▸ Text segment
■ ■ ■
January – went to Kazakhstan to “advise” a 150,000 ha farm on developing a beef cattle enterprise. Their government is investing and the farm is wired in solid enough to get BIG dollars. They had 1200 cows mostly in milk under typical FSU mis-management and wanted to hit 30,000 cows and 25,000 fed animals within 4 or 5 years, using sexed embryo transfer and getting 100% conception and 100% heifers . They had 50,000 ha of grazing land 60 km from HQ where they intended to drylot the cows year round (including stabling them in winter) as the grass was “too far away”.
Owner of the big farm company was a Kazakh who felt he was God and the world should revolve around him. I don’t revolve well. His 2IC was a Ukrainian named Victor with whom I could have worked and for whom I felt very badly that he was stuck with such a boss. I convinced them they should maybe go to Canada and see how beef cattle were raised. They did spend five days and got a good education but it was apparently not what they wanted to here as they have since cut off all correspondence with the company that contracted me.
February and March –prepared PowerPoint Presentations for a three day beef school. Scrapped most of my old presentations and started fresh, including new material from internet. Slides were sent for translating and then fancied up and pictures added
March – visited a large corporate farm in northern Ukraine which had been purchasing any and all purebred beef cattle they could find. Want to be a pure breeder of Charolais, Simmental, Limousin and Angus and will consign the “composite” breeds (designed by Ukrainian researchers who seem to think they are useful) to his zoo-park. His cattle were located on three sites. About half the Simmentals were in dreadful condition, the other half not bad, some should have been put down. Vitamin A deficiency and TM deficiency but mostly feed deficiency as they had not planned for so many cattle and were running out of feed. He had just put lick tubs of minerals out for the cattle so that was positive. 60 km away they had two more farms with lots of feed and could have been hauling all winter when the roads were good. I have no idea what their livestock specialists and veterinarians learn in school or actually do on the job. I’d have fired them both at the SM farm.
■ ■ ■
▸ Entries

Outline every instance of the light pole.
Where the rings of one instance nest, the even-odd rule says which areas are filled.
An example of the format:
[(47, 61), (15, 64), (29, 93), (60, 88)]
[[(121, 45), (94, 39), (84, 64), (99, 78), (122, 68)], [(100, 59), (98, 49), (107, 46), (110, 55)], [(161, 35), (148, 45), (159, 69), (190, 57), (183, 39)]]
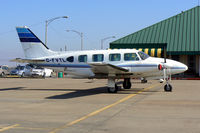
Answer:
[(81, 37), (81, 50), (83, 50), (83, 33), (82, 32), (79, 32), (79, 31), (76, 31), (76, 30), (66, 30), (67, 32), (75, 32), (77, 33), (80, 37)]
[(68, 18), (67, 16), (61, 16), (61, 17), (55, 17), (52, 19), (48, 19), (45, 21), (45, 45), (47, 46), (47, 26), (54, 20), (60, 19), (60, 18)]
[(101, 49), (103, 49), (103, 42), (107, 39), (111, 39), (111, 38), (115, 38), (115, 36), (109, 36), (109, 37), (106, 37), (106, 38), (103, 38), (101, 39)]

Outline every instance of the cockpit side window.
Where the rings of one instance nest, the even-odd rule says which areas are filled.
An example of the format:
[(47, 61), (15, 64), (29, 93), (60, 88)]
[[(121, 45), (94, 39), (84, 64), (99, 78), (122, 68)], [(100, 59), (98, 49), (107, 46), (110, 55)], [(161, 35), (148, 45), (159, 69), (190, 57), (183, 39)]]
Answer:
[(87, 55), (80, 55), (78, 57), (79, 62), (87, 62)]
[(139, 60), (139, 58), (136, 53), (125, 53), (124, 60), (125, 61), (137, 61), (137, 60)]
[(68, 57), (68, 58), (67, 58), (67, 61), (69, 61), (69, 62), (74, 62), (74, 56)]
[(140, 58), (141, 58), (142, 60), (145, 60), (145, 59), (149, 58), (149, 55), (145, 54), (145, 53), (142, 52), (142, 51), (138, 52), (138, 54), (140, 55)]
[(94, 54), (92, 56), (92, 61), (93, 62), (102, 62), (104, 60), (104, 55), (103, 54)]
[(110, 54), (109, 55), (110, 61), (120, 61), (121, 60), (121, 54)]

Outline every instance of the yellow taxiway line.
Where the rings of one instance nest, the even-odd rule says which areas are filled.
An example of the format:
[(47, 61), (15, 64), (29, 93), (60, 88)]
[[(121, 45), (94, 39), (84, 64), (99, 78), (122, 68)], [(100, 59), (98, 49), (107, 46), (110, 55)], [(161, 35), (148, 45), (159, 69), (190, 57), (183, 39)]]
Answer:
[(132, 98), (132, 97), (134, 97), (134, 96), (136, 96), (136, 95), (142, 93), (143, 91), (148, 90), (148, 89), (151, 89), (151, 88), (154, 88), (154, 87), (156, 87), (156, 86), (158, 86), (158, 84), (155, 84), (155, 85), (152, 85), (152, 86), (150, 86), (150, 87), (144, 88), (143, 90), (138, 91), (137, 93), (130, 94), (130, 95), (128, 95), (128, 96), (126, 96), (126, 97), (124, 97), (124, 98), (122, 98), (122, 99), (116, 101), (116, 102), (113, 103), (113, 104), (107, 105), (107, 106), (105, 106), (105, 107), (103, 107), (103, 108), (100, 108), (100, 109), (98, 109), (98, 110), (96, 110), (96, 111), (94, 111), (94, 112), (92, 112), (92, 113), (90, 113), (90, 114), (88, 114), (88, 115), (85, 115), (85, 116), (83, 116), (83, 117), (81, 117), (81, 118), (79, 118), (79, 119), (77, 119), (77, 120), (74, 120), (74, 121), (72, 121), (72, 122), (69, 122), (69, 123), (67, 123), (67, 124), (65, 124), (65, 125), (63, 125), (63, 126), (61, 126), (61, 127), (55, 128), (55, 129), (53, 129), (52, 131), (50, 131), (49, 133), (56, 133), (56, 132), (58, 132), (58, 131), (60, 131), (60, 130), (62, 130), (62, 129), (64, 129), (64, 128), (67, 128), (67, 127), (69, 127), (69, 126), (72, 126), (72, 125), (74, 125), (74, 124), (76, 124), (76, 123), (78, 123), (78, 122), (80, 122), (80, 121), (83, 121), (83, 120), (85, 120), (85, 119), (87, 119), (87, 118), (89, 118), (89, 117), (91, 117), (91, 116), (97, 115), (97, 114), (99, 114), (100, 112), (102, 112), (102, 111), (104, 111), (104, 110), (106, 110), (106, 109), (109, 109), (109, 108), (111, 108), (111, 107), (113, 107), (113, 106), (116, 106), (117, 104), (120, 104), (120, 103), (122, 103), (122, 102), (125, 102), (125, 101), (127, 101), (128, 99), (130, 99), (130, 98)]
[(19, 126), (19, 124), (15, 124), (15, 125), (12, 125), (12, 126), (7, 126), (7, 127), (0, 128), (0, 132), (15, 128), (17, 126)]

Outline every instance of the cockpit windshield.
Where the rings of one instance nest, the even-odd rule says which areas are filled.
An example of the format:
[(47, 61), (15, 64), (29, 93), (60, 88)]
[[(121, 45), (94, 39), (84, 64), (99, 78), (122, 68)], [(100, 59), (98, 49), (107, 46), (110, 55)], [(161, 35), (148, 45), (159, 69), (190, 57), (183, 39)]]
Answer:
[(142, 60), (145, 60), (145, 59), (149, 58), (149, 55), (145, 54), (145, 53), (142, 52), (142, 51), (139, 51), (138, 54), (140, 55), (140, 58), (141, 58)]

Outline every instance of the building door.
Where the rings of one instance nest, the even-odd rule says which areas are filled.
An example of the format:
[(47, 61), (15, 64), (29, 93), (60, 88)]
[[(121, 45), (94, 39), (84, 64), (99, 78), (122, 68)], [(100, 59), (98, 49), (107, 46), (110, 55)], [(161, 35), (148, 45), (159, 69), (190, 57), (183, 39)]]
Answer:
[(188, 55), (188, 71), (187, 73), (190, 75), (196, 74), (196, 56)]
■ ■ ■
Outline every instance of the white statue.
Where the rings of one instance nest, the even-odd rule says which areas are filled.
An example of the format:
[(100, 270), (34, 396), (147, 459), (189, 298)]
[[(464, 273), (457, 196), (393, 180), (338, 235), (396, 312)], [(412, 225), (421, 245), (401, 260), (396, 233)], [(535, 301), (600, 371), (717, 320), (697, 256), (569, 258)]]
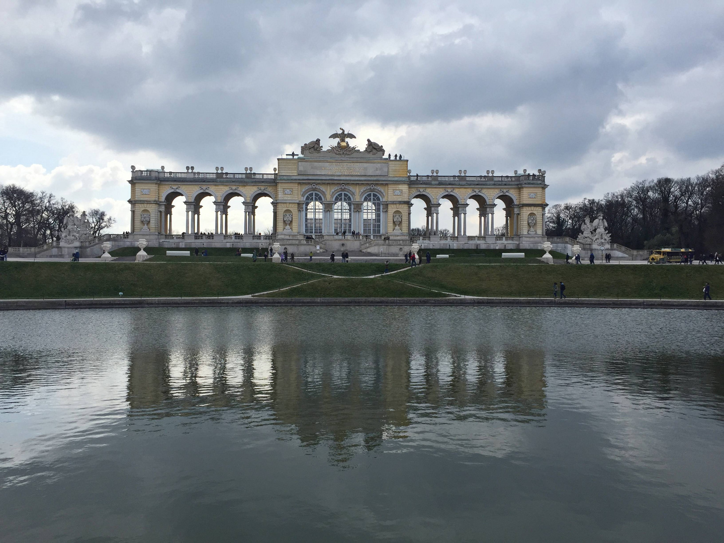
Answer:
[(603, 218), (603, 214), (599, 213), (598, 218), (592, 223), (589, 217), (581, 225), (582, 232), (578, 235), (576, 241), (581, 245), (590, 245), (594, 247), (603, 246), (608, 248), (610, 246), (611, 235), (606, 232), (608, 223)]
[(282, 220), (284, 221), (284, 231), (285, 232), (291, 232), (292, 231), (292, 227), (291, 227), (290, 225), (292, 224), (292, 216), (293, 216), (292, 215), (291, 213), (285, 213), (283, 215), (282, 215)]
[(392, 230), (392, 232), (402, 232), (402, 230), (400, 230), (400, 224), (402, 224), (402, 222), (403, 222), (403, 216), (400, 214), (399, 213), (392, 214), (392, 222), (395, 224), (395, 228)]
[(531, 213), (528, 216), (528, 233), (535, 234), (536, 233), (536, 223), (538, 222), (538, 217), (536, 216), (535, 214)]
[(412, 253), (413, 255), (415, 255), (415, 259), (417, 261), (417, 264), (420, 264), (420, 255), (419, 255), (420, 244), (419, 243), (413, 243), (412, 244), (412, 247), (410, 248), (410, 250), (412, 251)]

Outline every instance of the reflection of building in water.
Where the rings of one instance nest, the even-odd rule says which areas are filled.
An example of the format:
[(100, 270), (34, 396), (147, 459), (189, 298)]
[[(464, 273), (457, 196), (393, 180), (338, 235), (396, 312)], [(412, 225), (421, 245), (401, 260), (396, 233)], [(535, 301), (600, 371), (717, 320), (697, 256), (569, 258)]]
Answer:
■ ■ ■
▸ Required work
(1) In the farm consulting diary, how many cows did the Kazakhstan farm have at the time of the January visit?
(2) Pick up the farm consulting diary after its last sentence and write on from there.

▸ Responses for each task
(1) The farm had 1200 cows, mostly in milk.

(2)
I gave him a raft of ideas (in English and he said he could find a translator). He buys dairy semen from the company of our friend Volodya so I hope I get more involved with the guy. He is quick to learn but is getting consulting advice from a senior beef cattle research scientist from near Kyiv who doesn’t know a damn thing about raising beef cattle in my opinion. Cattle in barns at night, calves in same pens as cows wintered. Outside pens too small for calving cows. Lots of scours etc etc. But the farm is just starting and anxious to make changes and do it right and two of the farms were pretty good. I can work with them.
March – presented a three day ‘beef school’ at Agro-Soyuz. They provided facilities and translated all my ‘000 of slides and provided an interpreter. The head of the AS consulting arm is new and did a terrible job of advertising for the school. He learned he needs to do more things himself such as follow up. Five of the participants from Chita in eastern Siberia (where the Decembrists were exiled in 1825 for history buffs among you), east of Lake Baikal They were awesome students. Asked the right questions and tough ones to boot.
Their Economist (what we would call an accountant) was also very well read up on nutrition. Shock. That impressed me as much as anything. Their vet wouldn’t know Copper from Calcium. Four of them want to go to Canada and that is currently in the works.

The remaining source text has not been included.